WHAT YOU ARE ASKED TO DO:
Copy out only the span from the line with "on the curled" to the end of the data, both ends kept, word for word.

■ ■ ■

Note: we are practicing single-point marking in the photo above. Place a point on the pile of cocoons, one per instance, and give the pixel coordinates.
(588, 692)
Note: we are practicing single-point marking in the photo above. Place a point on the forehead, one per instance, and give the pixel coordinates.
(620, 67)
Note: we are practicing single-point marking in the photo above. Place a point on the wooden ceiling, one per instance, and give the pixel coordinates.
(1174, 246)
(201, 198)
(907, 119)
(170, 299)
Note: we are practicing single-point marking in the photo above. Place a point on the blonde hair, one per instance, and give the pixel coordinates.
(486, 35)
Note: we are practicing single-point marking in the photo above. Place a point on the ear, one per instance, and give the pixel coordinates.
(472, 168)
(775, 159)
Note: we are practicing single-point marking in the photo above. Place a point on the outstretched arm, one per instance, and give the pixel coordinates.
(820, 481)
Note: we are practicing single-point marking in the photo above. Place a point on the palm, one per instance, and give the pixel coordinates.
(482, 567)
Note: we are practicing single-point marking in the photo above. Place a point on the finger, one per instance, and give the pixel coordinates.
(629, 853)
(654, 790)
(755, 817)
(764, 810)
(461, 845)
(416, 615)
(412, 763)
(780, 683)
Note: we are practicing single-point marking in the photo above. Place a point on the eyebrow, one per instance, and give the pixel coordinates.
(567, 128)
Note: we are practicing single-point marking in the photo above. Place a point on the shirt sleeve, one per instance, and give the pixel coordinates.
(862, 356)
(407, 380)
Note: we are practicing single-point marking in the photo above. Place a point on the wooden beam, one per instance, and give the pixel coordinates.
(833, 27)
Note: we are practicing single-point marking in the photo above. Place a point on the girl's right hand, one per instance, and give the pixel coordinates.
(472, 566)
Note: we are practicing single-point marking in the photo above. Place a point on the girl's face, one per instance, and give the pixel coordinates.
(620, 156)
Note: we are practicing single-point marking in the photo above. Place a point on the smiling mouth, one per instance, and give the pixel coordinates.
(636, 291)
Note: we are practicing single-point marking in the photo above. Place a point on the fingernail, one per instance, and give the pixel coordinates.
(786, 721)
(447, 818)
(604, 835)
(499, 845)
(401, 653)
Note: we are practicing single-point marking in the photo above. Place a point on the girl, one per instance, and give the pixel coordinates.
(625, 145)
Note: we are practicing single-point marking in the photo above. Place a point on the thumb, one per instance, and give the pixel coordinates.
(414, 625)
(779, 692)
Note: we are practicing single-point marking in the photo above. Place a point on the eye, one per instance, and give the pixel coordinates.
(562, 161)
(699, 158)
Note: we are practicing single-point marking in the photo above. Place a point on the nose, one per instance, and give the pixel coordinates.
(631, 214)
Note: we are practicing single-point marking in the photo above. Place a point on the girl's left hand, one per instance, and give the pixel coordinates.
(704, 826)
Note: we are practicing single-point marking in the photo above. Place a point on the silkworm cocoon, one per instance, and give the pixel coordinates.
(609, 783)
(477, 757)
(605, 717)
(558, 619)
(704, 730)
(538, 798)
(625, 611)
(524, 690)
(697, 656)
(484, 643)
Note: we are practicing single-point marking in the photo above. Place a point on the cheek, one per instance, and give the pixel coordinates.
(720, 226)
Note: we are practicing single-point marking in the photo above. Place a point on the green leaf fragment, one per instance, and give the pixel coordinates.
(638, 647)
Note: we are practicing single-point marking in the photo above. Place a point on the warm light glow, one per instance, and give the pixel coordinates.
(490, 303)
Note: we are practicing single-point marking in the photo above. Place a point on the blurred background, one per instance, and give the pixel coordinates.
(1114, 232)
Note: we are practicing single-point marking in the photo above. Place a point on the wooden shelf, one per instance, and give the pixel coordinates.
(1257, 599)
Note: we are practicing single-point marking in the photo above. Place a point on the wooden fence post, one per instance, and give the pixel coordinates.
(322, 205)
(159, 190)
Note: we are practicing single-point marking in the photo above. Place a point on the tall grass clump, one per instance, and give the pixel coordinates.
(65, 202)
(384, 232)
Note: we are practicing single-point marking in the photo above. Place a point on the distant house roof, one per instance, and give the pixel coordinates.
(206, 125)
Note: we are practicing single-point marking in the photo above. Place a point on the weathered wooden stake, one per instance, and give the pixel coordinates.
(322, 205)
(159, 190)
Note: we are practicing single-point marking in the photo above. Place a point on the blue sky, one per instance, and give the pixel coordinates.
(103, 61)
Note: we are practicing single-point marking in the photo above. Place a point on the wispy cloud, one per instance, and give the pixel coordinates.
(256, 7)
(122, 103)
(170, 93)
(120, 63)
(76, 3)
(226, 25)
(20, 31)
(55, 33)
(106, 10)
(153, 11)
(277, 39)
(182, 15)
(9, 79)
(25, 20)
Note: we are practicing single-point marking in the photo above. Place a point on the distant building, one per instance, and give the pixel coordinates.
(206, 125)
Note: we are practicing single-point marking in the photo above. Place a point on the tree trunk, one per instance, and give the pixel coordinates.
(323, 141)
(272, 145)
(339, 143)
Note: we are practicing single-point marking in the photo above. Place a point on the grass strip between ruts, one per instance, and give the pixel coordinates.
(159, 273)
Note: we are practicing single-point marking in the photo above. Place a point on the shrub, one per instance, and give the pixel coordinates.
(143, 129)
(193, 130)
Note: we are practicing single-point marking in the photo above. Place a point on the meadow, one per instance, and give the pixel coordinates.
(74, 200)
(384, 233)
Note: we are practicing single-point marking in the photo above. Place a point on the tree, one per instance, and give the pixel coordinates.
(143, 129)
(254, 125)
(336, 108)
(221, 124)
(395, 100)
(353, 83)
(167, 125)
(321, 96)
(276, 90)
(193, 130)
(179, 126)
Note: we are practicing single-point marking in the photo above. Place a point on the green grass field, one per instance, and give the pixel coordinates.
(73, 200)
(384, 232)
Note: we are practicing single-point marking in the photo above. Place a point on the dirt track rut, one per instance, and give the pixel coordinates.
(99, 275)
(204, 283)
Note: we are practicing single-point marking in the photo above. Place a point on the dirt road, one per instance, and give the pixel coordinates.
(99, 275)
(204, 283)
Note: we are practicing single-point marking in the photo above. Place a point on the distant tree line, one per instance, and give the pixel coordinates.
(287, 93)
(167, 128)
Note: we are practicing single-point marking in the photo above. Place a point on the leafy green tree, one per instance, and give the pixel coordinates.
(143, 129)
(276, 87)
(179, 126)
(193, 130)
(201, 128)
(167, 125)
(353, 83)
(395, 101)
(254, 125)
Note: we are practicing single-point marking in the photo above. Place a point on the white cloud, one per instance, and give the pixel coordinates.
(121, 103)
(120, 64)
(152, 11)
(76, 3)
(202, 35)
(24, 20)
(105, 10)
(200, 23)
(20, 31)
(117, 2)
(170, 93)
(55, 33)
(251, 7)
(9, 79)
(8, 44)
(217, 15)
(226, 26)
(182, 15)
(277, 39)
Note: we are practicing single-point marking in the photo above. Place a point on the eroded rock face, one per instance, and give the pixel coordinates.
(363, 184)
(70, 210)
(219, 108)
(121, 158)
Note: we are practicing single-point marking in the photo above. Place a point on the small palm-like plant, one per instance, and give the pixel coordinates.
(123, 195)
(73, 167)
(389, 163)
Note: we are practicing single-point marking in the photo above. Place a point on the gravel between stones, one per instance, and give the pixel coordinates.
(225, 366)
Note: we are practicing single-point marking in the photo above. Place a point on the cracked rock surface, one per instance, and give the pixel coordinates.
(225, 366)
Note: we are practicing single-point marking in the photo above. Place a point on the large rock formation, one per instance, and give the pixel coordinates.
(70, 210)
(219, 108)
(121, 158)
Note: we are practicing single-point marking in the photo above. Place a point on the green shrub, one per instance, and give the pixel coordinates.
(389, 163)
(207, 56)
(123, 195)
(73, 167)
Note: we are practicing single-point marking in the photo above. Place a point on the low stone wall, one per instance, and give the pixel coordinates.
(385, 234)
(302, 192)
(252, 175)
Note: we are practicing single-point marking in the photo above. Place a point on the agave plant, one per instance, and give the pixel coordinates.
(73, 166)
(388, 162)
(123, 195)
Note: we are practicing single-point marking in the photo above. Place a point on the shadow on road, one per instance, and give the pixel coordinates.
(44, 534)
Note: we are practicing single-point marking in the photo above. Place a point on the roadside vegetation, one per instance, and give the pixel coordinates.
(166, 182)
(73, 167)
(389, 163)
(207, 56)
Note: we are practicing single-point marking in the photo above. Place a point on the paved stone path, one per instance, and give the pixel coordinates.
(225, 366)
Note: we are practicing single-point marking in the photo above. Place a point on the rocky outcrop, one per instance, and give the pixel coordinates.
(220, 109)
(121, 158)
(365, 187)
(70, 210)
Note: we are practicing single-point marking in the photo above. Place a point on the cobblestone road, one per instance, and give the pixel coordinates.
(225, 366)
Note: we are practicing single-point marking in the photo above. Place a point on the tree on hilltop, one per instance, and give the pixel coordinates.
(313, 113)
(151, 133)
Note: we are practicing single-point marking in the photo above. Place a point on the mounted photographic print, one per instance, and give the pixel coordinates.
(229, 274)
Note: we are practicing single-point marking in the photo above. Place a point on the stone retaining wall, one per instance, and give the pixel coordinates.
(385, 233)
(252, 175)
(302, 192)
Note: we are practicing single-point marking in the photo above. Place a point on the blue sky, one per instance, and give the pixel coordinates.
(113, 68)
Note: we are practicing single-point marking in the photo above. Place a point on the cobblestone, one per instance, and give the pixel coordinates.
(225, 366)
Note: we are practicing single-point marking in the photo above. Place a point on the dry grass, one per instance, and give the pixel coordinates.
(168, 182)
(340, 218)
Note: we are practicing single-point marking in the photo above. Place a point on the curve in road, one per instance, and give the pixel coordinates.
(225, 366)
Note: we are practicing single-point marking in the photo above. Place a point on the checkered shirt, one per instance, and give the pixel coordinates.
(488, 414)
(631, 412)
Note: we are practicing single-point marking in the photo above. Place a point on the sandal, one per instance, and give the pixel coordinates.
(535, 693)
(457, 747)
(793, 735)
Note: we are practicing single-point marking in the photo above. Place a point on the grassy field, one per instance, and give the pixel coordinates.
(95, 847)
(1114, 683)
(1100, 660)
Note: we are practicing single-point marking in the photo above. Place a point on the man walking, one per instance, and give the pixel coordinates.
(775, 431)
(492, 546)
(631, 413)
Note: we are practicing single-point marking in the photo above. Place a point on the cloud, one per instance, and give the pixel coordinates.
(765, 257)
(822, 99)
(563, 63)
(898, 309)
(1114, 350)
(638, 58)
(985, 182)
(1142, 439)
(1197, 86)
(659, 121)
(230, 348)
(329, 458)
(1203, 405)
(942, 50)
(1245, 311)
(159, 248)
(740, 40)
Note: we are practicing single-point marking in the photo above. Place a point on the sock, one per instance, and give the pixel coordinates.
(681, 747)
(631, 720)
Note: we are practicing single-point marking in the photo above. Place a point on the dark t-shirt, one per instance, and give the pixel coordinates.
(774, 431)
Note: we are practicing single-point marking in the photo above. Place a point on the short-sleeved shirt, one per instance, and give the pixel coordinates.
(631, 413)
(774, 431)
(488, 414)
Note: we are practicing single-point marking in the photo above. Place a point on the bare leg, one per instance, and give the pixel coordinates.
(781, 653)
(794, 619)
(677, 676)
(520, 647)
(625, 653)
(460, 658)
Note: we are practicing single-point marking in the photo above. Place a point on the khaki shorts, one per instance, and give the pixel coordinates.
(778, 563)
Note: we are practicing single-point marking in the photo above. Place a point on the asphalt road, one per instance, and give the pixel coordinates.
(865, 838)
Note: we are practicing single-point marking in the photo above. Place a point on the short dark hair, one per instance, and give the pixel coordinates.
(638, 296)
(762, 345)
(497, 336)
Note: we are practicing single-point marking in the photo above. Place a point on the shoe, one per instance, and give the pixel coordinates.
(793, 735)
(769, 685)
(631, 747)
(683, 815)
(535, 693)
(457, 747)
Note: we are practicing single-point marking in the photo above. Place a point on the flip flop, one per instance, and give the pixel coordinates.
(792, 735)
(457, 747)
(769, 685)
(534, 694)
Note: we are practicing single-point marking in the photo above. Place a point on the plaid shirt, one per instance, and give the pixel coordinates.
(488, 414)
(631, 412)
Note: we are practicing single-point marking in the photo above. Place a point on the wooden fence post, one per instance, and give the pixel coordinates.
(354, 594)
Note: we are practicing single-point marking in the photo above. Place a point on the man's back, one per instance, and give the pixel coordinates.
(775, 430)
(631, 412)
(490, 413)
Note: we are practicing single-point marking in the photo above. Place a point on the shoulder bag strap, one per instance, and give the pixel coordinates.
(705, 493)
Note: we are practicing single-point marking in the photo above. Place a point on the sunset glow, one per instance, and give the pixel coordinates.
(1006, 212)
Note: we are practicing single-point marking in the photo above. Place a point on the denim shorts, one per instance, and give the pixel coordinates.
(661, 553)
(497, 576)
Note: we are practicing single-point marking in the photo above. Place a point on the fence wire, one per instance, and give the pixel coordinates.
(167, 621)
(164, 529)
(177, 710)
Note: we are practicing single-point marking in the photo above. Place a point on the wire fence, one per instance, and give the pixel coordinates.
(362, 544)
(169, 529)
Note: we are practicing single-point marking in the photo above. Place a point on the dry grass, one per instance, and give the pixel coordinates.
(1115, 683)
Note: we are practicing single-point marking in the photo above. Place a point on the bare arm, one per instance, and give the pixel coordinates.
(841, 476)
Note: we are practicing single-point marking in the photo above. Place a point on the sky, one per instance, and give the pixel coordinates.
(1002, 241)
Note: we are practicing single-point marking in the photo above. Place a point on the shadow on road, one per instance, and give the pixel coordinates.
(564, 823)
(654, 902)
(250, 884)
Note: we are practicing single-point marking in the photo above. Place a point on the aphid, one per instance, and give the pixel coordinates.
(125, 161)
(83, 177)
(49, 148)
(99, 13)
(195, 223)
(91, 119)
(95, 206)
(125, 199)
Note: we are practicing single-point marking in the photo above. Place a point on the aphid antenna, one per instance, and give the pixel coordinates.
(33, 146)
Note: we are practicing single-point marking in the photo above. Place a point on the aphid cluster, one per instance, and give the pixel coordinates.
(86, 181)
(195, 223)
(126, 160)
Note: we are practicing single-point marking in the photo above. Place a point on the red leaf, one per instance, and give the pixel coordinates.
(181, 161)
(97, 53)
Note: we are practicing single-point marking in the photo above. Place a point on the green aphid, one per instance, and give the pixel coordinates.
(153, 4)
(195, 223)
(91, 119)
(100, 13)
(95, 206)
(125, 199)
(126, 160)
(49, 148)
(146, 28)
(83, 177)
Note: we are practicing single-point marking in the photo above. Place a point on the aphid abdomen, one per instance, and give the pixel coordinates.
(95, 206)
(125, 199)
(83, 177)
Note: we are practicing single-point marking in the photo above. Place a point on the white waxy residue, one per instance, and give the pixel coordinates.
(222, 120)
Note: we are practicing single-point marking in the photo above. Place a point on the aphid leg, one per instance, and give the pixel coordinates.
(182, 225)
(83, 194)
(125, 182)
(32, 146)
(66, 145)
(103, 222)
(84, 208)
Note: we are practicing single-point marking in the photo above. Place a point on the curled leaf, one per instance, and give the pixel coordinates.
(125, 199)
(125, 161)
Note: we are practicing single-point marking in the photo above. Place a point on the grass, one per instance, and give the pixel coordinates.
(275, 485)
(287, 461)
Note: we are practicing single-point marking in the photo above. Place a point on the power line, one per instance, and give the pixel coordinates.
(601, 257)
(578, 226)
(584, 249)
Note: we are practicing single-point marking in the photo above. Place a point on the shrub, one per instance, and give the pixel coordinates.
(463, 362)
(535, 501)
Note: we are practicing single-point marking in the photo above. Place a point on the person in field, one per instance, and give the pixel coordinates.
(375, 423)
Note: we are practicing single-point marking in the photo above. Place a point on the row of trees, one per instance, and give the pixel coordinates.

■ ■ ■

ANSWER BELOW:
Note: we are practicing single-point marking in the photo above. Place a point on the curled leaf, one per instance, and give the pixel coordinates.
(125, 199)
(125, 161)
Note: we are practicing single-point marking in the photo above. Place a point on the grass, one per instance, and give the pixel coordinates.
(275, 485)
(287, 461)
Note: we are practicing single-point marking in the photo above. Place a point on the power line, one per instance, and give the pixel coordinates.
(601, 257)
(578, 226)
(584, 249)
Note: we are practicing single-point marking in the photo above. Place a point on the shrub, one per instance, and give the pixel coordinates.
(463, 362)
(535, 501)
Note: we are practicing single-point marking in the photo above. Place a point on the person in field, one per instance, and give the pixel coordinates.
(375, 423)
Note: we are practicing single-point marking in the photo above. Place a point on the row of trees, one per instance, and give the pixel coordinates.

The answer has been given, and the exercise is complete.